[Your instructions]: A single number is required: how many lines in the data below contain "white".

* * *

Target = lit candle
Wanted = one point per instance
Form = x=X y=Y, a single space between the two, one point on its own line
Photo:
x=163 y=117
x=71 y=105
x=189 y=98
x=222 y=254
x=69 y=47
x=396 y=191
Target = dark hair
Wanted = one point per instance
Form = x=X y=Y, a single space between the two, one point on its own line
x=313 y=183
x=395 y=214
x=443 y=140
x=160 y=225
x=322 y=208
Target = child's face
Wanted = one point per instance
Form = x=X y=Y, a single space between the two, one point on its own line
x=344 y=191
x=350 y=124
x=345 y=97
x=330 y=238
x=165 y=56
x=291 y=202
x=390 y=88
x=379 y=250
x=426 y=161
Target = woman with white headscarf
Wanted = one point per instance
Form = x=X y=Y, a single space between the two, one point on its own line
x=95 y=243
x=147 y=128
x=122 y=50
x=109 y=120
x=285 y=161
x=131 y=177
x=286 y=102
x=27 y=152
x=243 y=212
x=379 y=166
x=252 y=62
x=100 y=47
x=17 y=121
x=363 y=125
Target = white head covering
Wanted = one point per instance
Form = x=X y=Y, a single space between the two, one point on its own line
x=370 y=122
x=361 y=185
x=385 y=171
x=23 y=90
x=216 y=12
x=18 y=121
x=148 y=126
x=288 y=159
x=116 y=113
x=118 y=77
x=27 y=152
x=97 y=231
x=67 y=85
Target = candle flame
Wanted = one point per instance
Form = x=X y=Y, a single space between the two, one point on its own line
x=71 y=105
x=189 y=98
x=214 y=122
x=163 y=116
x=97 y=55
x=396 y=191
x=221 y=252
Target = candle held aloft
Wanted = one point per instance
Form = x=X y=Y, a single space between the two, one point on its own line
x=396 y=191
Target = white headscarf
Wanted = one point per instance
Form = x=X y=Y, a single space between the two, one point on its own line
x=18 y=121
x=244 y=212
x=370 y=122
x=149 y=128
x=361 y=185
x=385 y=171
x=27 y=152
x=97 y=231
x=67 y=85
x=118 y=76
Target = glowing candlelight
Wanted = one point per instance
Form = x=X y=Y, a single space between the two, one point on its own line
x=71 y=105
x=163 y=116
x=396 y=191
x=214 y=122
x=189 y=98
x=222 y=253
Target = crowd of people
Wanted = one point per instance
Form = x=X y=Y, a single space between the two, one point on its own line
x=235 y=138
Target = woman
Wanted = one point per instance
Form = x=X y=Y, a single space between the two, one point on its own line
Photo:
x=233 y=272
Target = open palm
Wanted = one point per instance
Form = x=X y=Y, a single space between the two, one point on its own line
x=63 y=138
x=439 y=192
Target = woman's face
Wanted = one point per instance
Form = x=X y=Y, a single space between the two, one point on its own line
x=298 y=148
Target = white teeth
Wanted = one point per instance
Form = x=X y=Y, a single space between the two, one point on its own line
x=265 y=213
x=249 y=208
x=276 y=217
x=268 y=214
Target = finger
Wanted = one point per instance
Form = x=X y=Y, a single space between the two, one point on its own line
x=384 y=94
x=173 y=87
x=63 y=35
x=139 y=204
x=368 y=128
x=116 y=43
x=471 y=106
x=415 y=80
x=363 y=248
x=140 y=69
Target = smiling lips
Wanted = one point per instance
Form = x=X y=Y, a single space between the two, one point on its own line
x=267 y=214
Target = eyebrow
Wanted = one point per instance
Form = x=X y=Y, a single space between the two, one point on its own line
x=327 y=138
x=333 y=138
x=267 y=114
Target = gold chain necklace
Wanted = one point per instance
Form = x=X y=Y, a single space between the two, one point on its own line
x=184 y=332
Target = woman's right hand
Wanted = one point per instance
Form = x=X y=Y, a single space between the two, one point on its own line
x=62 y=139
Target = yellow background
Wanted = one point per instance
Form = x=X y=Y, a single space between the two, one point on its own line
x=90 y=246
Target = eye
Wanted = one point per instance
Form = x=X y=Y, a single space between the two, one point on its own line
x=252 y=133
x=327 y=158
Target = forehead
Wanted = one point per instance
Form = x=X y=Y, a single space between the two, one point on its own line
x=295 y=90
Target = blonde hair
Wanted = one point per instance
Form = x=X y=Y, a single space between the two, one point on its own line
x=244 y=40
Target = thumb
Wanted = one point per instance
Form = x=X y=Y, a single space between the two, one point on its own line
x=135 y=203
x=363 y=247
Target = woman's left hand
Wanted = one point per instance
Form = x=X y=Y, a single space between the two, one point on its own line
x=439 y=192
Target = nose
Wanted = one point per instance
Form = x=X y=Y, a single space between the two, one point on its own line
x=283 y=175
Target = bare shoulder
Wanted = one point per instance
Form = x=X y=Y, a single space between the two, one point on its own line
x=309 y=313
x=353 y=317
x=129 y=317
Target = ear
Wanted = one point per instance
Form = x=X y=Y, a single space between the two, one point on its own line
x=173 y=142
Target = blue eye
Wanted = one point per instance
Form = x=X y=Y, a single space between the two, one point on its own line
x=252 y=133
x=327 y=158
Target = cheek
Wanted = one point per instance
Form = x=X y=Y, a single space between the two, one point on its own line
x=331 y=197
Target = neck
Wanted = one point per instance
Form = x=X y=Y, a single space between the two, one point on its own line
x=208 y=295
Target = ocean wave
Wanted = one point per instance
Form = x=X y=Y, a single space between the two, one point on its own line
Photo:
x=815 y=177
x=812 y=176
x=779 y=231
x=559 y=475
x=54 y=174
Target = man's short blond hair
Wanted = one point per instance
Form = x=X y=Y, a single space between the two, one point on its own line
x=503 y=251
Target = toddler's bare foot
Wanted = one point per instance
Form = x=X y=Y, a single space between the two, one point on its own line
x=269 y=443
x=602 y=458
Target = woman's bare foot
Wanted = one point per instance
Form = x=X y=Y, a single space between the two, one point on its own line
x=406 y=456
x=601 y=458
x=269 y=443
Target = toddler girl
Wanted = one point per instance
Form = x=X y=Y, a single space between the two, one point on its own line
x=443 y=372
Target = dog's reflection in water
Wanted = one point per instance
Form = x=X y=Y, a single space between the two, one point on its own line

* * *

[Output of the exercise]: 4